[Extracted text — start]
Women—and feminists, in particular—love to make social hay over a class of men dubbed “Nice Guys” (hereafter, referred to as NG’s). When the term is used positively, NG’s are perceived as non-confrontational, cooperative, and sensitive to other’s emotional needs. NG’s, here, are praised for their enlightened masculinity. When used pejoratively, it is used to describe a class of men who fake being nice in order to manipulate others into doing what NG’s want. Here, NG’s are perceived as sexist, manipulative, and full of repressed rage.

Truthfully, nice guys are not so nice.

Dr. Robert Glover

Dr. Robert Glover observed as such in his seminal work No More Mister Nice Guy. In his practice as a psychotherapist, Glover noticed many of his male clients shared a disturbing number of unhealthy thought patterns. He also noted that women shared similar complaints about their husbands who seemed nice most of the time, but occasionally had meltdowns about their sex lives, threw temper tantrums over seemingly insignificant issues, and randomly displayed a level of outright hostility towards their wives.

After noticing this, Glover began to piece together his theory about what NG’s are and what makes them tick. He noted that all NG’s have a core belief that who they are is not enough to get their wants and needs met—Glover refers to this as “toxic shame.” This toxic shame refers to NG’s belief that they need to prove to others constantly why they deserve love, affection, and sex. They don’t understand that friends and lovers care about one another by definition and that one doesn’t need to constantly prove why you are worthy of love and attention.
[Extracted text — finish]
### Work instructions
1 - In the passage on Nice Guys, what term does Glover use for the core belief that who Nice Guys are is not enough to get their wants and needs met?
2 - Write out the passage on Nice Guys from "Dr. Robert Glover observed" to "towards their wives.".
The records that follow play no part in this exercise.
[Source information — start]
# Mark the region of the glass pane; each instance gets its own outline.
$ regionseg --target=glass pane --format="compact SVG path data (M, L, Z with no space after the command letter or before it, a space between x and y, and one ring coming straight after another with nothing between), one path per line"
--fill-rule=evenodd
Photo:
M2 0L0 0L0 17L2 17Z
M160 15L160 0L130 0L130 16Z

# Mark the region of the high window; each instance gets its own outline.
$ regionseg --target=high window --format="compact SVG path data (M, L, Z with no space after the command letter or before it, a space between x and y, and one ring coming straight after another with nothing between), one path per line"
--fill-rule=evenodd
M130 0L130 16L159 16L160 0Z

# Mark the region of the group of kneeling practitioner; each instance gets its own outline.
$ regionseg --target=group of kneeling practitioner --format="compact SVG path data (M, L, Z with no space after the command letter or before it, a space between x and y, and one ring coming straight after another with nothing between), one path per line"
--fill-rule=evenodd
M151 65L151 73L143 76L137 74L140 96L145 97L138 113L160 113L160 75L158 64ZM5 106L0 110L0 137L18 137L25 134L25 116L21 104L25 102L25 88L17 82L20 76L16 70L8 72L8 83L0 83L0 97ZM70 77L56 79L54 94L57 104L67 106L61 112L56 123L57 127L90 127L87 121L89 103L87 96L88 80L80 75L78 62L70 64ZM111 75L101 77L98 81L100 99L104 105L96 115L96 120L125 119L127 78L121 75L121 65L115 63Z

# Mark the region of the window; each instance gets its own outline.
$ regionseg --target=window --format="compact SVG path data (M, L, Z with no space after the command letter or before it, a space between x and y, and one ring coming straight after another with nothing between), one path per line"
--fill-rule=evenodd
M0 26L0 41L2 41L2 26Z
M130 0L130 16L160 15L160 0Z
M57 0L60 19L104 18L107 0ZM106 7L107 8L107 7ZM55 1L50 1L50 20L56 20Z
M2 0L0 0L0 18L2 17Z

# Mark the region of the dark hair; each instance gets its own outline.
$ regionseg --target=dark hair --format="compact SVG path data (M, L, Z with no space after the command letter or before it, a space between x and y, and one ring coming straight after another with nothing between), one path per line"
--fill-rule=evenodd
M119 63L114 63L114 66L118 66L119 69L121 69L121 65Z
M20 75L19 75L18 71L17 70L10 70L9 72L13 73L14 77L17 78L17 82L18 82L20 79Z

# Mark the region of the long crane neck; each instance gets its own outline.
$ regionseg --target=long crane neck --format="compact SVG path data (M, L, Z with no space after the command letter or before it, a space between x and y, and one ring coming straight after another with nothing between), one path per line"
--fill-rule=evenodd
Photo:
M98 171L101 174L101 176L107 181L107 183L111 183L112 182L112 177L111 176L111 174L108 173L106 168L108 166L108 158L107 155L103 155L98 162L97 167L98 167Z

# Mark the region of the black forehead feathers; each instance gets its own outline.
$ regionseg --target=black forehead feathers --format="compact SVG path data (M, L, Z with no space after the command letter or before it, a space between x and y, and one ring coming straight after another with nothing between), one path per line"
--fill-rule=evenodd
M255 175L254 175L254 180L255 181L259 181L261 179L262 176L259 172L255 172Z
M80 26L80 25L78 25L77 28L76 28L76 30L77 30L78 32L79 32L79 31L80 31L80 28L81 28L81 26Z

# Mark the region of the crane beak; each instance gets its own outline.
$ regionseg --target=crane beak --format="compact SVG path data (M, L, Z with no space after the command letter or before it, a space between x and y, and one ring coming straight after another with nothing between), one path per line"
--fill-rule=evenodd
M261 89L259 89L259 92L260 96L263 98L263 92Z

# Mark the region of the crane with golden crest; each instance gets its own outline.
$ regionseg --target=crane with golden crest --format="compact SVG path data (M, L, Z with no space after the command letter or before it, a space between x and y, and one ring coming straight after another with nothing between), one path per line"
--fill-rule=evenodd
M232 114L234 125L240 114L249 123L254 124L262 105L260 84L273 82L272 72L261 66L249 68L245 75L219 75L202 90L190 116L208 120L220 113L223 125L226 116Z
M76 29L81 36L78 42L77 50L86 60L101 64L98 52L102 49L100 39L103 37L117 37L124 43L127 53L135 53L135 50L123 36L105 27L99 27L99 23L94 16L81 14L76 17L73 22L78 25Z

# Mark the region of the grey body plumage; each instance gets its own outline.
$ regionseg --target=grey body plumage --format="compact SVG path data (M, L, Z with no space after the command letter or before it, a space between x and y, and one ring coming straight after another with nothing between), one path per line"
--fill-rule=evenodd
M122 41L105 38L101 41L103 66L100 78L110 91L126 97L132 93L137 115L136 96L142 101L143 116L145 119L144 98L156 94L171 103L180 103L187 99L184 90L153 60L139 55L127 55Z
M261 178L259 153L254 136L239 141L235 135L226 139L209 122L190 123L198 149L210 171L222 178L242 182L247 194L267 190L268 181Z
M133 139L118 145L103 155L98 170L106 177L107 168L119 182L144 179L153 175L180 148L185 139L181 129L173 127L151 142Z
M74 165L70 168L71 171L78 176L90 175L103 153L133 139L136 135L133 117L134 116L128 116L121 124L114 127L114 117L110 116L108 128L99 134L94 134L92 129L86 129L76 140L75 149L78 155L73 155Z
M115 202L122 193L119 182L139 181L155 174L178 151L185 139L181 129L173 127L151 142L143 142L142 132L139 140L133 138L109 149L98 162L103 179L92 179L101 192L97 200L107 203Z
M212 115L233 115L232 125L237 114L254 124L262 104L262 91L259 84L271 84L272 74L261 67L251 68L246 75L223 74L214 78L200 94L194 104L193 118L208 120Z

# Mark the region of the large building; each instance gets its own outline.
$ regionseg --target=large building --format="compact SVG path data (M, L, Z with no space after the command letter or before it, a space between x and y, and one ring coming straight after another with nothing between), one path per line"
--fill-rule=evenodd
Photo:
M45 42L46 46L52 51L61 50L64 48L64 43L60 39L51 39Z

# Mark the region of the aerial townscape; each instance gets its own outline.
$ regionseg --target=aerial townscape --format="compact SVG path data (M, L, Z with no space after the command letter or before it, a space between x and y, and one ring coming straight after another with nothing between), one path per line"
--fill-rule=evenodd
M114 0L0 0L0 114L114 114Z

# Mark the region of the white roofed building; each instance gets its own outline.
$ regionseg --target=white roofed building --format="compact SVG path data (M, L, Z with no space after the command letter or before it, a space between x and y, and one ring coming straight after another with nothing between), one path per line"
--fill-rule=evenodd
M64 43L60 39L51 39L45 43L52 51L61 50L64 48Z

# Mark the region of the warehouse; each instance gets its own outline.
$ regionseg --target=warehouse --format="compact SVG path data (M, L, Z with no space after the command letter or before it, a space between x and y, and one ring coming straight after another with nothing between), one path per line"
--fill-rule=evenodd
[Source information — finish]
### Answers by item
1 - Toxic shame.

2 -
Dr. Robert Glover observed as such in his seminal work No More Mister Nice Guy. In his practice as a psychotherapist, Glover noticed many of his male clients shared a disturbing number of unhealthy thought patterns. He also noted that women shared similar complaints about their husbands who seemed nice most of the time, but occasionally had meltdowns about their sex lives, threw temper tantrums over seemingly insignificant issues, and randomly displayed a level of outright hostility towards their wives.